WHAT YOU ARE ASKED TO DO — Copy, from the material below, each line that contains the word "negative".

STUDY MATERIAL —
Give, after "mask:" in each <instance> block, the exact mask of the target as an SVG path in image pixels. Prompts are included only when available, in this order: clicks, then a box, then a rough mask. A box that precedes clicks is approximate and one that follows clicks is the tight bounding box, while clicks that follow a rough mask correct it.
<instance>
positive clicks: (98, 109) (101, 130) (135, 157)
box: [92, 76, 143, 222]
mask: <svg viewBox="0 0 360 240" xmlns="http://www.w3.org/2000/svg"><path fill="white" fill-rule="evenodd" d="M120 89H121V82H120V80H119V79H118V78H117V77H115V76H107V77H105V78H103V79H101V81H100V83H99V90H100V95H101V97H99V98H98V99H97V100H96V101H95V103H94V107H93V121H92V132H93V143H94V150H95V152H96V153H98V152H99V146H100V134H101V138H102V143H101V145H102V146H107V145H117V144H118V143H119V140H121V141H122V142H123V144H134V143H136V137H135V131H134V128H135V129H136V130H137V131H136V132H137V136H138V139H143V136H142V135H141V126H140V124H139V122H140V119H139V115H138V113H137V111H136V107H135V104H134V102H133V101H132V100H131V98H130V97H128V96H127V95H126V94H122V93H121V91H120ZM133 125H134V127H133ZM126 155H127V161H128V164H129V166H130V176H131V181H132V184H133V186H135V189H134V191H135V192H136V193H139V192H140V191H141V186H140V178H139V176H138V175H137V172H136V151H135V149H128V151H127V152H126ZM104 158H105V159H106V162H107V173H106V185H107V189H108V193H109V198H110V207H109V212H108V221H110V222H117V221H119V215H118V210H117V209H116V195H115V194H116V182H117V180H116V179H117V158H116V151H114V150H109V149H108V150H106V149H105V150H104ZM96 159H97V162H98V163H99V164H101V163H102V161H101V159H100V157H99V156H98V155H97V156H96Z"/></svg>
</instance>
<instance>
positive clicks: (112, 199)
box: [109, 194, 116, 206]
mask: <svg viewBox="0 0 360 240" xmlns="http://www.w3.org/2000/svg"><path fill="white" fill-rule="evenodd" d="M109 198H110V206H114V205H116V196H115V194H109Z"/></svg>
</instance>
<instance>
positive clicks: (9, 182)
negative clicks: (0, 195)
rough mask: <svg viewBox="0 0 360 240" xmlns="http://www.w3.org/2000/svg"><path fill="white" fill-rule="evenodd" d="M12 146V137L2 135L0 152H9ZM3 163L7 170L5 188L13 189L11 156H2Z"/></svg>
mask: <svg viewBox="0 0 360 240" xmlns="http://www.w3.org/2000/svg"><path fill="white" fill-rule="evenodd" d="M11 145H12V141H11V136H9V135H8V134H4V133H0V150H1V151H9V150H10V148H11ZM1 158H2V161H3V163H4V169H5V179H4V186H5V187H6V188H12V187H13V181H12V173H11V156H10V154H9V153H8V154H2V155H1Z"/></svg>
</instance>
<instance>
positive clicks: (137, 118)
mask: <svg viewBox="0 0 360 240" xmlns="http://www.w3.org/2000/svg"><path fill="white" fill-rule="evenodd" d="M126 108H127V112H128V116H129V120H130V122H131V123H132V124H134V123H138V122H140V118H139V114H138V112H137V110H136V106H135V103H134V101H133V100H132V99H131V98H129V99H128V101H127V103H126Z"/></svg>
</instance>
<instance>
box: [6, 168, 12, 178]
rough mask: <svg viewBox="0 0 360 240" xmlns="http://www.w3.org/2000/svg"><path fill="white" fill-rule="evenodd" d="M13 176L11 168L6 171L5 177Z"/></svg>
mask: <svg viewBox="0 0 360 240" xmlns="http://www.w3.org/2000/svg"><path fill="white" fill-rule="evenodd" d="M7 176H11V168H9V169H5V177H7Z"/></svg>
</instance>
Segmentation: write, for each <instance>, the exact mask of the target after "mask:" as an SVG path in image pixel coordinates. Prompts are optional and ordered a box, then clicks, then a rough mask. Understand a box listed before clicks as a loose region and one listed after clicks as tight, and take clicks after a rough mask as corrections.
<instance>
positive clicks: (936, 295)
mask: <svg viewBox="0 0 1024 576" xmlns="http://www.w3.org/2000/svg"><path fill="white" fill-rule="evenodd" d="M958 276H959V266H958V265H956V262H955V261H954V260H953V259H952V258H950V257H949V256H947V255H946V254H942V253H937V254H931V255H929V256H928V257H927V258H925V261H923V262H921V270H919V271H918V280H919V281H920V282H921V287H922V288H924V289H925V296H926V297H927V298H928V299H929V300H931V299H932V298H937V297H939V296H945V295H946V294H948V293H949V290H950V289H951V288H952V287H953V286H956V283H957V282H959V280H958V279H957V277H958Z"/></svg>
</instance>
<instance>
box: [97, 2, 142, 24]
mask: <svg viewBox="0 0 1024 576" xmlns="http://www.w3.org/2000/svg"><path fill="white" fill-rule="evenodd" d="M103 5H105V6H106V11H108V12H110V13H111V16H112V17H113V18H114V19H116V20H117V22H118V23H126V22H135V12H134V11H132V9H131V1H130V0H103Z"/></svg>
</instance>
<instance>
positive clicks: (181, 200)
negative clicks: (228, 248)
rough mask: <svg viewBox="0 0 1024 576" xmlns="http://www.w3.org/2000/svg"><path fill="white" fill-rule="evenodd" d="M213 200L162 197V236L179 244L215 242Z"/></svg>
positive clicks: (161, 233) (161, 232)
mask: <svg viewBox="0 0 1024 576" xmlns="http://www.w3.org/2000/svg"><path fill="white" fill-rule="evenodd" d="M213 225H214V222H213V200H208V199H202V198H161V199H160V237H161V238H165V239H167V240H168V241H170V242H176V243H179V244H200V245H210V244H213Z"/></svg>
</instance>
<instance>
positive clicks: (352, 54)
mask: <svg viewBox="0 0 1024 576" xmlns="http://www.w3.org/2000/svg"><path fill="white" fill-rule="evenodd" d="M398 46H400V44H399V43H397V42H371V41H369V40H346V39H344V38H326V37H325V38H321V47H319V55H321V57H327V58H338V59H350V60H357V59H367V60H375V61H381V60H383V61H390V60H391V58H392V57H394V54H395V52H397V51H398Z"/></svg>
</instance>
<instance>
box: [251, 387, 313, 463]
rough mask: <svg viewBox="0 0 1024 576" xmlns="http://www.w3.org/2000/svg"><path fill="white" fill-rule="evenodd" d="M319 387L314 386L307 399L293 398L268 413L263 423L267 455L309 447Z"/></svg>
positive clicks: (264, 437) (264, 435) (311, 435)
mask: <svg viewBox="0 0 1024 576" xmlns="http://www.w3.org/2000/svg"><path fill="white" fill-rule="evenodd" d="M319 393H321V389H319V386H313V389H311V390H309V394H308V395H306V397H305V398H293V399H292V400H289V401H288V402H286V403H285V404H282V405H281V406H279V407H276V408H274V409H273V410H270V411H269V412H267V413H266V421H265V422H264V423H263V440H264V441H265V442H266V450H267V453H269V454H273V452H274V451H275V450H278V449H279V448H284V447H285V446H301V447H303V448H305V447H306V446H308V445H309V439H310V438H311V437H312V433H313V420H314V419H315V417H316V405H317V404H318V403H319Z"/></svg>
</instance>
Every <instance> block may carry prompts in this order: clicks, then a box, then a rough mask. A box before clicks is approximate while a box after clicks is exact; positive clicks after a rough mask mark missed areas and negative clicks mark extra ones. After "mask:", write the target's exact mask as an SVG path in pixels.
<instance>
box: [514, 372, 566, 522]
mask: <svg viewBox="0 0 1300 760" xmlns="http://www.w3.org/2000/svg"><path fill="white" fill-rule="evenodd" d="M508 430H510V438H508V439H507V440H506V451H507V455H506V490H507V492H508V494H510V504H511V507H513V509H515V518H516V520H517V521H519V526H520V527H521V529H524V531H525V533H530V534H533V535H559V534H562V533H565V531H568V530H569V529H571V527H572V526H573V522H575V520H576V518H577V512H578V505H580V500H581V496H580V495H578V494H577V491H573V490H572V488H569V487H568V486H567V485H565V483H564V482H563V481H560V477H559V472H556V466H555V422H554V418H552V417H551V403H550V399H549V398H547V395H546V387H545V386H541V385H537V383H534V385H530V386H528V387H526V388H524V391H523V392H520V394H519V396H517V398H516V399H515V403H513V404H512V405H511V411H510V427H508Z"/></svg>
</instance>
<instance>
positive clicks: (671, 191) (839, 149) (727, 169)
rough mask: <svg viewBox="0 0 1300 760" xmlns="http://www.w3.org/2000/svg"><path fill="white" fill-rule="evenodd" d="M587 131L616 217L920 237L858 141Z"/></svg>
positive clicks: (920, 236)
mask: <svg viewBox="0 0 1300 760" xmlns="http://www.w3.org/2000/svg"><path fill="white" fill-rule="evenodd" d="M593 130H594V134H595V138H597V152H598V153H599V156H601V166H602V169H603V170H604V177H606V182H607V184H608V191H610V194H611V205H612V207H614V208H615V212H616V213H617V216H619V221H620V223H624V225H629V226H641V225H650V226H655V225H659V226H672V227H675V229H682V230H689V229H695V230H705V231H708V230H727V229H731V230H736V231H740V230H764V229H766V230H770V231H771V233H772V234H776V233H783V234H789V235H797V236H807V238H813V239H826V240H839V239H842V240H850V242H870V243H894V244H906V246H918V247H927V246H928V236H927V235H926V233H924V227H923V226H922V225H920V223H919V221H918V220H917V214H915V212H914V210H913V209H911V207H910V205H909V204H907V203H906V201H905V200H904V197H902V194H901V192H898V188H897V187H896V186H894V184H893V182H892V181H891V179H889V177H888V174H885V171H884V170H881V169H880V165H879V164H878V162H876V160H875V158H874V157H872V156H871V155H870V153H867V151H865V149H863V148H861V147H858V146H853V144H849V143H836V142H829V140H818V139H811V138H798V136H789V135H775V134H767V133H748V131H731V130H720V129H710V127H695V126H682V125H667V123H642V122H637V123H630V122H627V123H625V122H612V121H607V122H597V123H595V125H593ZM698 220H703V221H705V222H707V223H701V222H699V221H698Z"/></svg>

EXERCISE RESPONSE —
negative clicks: (0, 195)
negative clicks: (228, 248)
Every <instance> block may carry prompts in this order: clicks, then a box, then a rough mask. A box before clicks is approximate while a box after clicks is exact; positive clicks after a rough mask mark missed areas and negative clicks mark extra ones. After "mask:", write the target's exact mask as an SVG path in pixels.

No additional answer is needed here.